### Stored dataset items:

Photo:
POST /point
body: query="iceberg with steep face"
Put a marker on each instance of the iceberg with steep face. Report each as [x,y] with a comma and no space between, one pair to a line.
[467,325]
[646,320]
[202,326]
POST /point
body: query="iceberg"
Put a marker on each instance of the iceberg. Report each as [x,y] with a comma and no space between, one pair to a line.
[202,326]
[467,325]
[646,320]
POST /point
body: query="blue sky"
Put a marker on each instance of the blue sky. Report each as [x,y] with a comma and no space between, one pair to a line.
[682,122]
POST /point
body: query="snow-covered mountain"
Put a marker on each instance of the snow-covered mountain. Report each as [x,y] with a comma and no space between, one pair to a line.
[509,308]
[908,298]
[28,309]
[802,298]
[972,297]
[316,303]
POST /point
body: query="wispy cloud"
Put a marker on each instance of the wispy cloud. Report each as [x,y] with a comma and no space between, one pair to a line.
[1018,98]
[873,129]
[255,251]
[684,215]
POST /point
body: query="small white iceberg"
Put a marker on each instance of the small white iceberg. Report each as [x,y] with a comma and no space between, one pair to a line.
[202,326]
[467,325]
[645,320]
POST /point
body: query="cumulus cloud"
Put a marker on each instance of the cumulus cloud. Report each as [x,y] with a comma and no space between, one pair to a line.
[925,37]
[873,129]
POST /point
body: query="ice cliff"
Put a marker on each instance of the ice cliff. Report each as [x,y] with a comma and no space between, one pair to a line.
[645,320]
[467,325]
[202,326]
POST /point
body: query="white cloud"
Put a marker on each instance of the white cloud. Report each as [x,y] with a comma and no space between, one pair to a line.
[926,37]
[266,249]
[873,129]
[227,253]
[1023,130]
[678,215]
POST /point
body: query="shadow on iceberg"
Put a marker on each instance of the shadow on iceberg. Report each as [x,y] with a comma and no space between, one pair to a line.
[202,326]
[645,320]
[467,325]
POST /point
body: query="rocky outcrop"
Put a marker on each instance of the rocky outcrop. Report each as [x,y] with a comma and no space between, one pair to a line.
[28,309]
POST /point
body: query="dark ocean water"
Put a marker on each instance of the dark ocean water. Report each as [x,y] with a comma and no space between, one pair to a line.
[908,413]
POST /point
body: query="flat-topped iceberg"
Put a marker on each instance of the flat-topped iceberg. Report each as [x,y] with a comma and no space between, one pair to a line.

### Task to carry out:
Copy every record exactly as presented.

### Written response:
Photo:
POST /point
body: query="iceberg with steep face"
Put a marker on each instance of the iceberg with steep face. Report each as [x,y] with a comma and no space between, one pair to a line.
[467,325]
[646,320]
[202,326]
POST /point
body: query="iceberg"
Put a marker on each instance of the iceberg. Report each as [x,y] with a comma and no space between, one pair to a line.
[202,326]
[467,325]
[646,320]
POST /point
body: query="blue sky"
Put a marker on each instance of the blue sky. Report each as [x,y] with a comma and no space between, one pair to a line.
[682,122]
POST /point
body: query="snow-covered mountain"
Put a marker on each instance of the snow-covered mountain. Report each as [x,y] with a comma and no space between, one pair to a line.
[509,308]
[908,298]
[28,309]
[802,298]
[972,297]
[316,303]
POST /point
body: query="wispy cloud"
Put a marker on each instance of the wispy cloud. Report each as [x,y] with a comma and no space between, one pair to a line.
[1018,98]
[873,129]
[255,251]
[684,215]
POST /point
body: query="small white iceberg"
Put a marker on each instance of the small white iceberg. Report each as [x,y] with a comma and no space between, one pair to a line.
[202,326]
[467,325]
[645,320]
POST /point
body: query="cumulus cloud"
Put a marker on each instance of the cumulus cloud. Report each as [x,y] with a comma and no space between, one pair to a line.
[925,37]
[873,129]
POST /point
body: query="ice cliff"
Put a marker on each instance of the ice cliff. Report each as [x,y] with a comma and no space between, one pair to a line.
[645,320]
[467,325]
[202,326]
POST /point
body: query="white cloud"
Put a marker on each instance of the white cloud. Report each as [x,y] with a comma and no space between, one pair to a line.
[926,37]
[266,249]
[873,129]
[227,253]
[1023,130]
[678,215]
POST /point
body: query="shadow on iceberg"
Put a marker on each instance of the shadow on iceberg. Report each as [x,y] with a comma and no space between, one pair to a line.
[202,326]
[645,320]
[467,325]
POST /point
body: query="rocky outcrop"
Put a marker on each instance of the rocky outcrop. Report each as [x,y] with a comma and no space between, one pair to a line.
[28,309]
POST /point
body: query="dark ocean water"
Put a marker on each instance of the dark ocean water. Report each as [x,y] with a comma and no space between, one pair to a line.
[908,413]
POST /point
body: query="flat-topped iceberg"
Put a marker on each instance of the flat-topped iceberg. Report each as [x,y] with a comma and no space between, one pair to a line.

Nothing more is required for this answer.